What is asked: Give back the line where "of the dirt" appears and all the lines after it until the listing ends, unchanged and with nothing else.

Pointing dataset records:

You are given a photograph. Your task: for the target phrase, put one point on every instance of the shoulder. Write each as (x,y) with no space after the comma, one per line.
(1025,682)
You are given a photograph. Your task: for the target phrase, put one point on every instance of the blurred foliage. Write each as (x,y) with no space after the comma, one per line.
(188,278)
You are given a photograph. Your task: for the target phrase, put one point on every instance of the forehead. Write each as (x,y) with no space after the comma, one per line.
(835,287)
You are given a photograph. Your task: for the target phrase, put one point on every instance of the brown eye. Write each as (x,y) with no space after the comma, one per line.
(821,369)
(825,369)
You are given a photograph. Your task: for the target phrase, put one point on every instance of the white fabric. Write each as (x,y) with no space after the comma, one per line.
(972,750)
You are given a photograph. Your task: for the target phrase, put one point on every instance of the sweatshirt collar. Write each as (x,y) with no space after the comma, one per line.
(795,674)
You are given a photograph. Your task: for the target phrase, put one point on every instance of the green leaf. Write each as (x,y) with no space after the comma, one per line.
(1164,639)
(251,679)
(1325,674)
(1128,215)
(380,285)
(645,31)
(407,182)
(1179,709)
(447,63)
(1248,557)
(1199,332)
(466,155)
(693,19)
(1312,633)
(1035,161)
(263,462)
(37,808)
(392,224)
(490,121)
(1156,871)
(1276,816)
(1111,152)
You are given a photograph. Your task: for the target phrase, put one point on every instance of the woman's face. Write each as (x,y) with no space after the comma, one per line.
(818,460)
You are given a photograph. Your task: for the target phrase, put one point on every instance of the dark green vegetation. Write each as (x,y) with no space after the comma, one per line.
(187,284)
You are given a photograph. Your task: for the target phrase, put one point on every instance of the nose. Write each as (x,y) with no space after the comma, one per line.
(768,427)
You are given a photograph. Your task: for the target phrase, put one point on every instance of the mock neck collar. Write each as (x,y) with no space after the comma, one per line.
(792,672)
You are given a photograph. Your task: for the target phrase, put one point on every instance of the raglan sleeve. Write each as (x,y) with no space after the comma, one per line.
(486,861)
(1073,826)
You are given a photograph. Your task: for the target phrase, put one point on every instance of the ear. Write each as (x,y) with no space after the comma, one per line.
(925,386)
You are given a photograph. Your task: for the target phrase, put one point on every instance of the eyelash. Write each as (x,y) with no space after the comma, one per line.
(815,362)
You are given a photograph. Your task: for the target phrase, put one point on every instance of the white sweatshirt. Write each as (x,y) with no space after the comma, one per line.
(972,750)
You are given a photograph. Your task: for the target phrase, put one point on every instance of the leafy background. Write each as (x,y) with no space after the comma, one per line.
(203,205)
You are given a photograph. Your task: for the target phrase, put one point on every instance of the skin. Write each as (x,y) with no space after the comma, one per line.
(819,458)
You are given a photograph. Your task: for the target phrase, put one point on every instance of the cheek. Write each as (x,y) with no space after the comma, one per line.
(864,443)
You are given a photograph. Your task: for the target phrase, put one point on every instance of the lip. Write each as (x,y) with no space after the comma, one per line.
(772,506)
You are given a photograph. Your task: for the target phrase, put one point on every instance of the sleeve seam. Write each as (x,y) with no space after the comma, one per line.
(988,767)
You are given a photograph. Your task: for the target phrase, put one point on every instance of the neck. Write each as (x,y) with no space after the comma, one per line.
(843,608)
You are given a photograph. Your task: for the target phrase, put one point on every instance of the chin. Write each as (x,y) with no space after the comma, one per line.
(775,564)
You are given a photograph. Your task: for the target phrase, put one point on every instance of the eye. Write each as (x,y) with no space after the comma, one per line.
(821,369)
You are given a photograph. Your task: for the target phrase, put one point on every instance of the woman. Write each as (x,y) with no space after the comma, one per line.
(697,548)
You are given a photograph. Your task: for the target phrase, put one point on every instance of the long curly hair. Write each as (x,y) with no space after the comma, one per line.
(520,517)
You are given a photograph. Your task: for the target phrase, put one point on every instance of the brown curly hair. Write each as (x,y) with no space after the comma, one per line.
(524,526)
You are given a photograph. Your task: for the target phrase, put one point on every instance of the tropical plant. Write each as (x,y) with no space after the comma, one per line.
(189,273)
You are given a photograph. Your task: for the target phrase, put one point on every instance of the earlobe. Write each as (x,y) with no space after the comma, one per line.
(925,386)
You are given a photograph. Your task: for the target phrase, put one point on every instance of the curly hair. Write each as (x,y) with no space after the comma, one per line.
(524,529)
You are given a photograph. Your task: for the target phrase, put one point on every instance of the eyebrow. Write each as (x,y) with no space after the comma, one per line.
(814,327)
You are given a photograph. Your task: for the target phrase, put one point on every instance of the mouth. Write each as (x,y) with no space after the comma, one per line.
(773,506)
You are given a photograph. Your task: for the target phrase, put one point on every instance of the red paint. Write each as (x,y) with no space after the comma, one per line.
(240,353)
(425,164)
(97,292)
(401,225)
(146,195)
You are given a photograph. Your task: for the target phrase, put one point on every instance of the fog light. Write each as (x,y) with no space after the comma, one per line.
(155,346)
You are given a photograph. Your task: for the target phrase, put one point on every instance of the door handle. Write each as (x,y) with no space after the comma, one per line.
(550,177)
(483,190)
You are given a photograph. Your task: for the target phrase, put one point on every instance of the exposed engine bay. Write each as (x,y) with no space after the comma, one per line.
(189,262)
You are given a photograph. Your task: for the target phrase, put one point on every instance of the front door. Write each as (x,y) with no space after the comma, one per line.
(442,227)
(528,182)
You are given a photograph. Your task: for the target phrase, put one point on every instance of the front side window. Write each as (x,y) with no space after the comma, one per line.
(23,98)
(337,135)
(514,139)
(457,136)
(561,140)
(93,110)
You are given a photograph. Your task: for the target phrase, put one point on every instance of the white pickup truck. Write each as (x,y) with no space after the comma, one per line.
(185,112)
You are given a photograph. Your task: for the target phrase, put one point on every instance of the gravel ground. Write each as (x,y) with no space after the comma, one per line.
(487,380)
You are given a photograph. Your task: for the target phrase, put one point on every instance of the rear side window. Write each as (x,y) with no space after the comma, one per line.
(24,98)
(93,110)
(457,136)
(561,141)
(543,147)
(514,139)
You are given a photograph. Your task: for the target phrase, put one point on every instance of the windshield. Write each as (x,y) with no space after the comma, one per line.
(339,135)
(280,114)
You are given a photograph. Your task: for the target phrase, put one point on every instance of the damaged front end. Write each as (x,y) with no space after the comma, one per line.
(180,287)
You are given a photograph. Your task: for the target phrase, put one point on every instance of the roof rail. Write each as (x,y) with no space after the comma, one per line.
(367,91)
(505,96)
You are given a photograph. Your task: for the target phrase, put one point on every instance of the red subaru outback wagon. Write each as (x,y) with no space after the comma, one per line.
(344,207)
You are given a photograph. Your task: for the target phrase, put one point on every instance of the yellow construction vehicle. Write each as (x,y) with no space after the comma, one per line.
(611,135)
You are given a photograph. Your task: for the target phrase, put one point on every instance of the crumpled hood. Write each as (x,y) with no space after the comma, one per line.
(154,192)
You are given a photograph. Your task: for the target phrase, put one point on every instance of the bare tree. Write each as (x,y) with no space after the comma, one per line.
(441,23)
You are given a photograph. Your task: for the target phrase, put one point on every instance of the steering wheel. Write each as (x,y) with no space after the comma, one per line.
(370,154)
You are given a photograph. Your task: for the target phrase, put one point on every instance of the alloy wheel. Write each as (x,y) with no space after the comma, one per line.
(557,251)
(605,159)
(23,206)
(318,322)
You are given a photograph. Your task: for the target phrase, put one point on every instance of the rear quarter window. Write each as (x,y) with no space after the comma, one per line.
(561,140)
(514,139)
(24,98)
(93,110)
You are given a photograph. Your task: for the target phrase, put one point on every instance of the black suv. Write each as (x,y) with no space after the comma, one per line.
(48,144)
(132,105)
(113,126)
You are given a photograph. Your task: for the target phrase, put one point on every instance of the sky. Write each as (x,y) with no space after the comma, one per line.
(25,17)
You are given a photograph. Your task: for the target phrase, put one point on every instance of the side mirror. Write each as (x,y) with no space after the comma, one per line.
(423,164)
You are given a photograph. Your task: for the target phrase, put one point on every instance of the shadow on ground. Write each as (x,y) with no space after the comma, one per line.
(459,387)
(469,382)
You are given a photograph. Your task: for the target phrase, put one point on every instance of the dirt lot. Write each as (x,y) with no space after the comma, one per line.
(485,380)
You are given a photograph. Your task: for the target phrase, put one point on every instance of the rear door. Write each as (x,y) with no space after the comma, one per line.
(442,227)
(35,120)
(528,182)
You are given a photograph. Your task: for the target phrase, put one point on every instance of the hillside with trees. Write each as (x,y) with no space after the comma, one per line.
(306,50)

Finished task:
You are given a photograph. Your task: for the target phrase, put one point on every instance of the dirt lot. Write each as (x,y) with no space after the comma, one per line.
(485,380)
You are given a photograph. Your task: for the target phrase, put one point on every instance of the rear door. Write each as (x,y) with no space after the comma, one per line.
(442,227)
(35,120)
(528,182)
You are given a photograph. Your task: for the target phrase, put one point on every instance of the hillside with trees. Write each as (x,y) with no space after the comma, one per line.
(306,50)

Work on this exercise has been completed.